• _SET OF TASKS_
A) In the excerpt, at what event did the narrator give a speech on the evening of Monday, 12 November?
B) Duplicate everything in the excerpt from "On Monday (12" down to "so eagerly awaited.".

--- SOURCE ---

Downing Street Years - Margaret Thatcher [521]
What really set the political commentators talking, however, was a statement that day by Geoffrey that he would ‘be seeking an opportunity in the course of the next few days to explain in the House of Commons the reasons — of substance as well as style — which prompted [his] difficult decision’. The speculation that Michael Heseltine would stand naturally increased over the weekend. Indeed, politics entered one of those febrile nervous phases in which events seem to be moving towards some momentous but unknowable climax almost independent of the wishes of the actors. And there was little I could do about any of this. I soldiered on with my arranged programme in the constituency on Saturday (10 November) and at the Cenotaph Remembrance Day Service on Sunday (11 November).
On Monday (12 November), as the previous week, there was only one subject on our minds at my morning ‘Week Ahead’ meeting with Ken Baker and at the subsequent lunch with colleagues — and again, significantly, none of us really wished to talk about it. No one knew as yet what Geoffrey would say, or even when he would say it. But never had a speech by Geoffrey been so eagerly awaited.
I delivered my own speech at the Lord Mayor’s Banquet in Guildhall that evening, striking a deliberately defiant note. But words now began to fail me. I employed a cricketing metaphor which that evening drew warm applause but which would later be turned to my disadvantage:
I am still at the crease, though the bowling has been pretty hostile of late. And in case anyone doubted it, can I assure you there will be no ducking bouncers, no stonewalling, no playing for time. The bowling’s going to get hit all round the ground.

--- COLLECTED DATA ---

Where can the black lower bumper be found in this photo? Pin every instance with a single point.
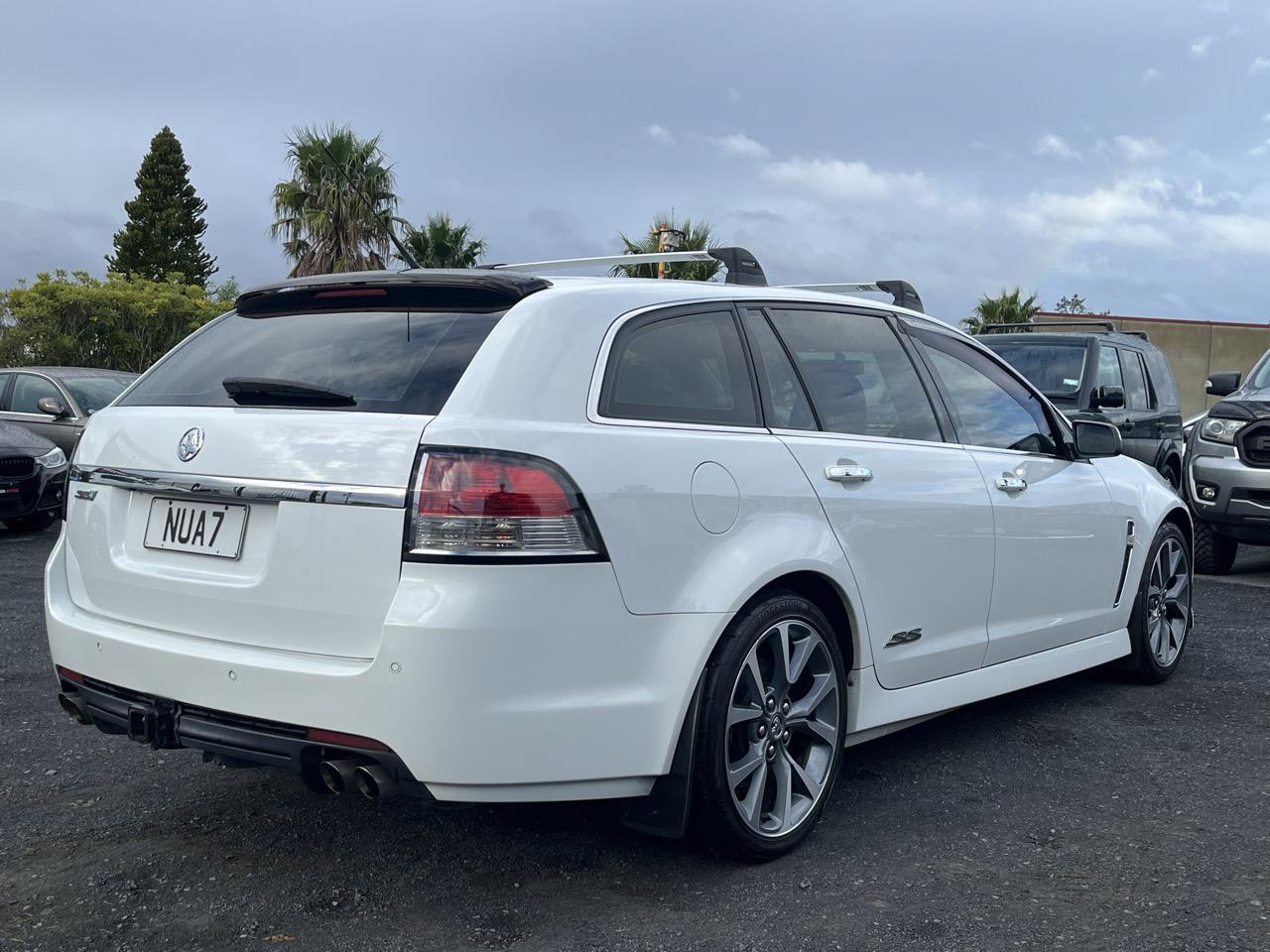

---

• _TASK SOLUTIONS_
A) At the Lord Mayor's Banquet in Guildhall.

B)
On Monday (12 November), as the previous week, there was only one subject on our minds at my morning ‘Week Ahead’ meeting with Ken Baker and at the subsequent lunch with colleagues — and again, significantly, none of us really wished to talk about it. No one knew as yet what Geoffrey would say, or even when he would say it. But never had a speech by Geoffrey been so eagerly awaited.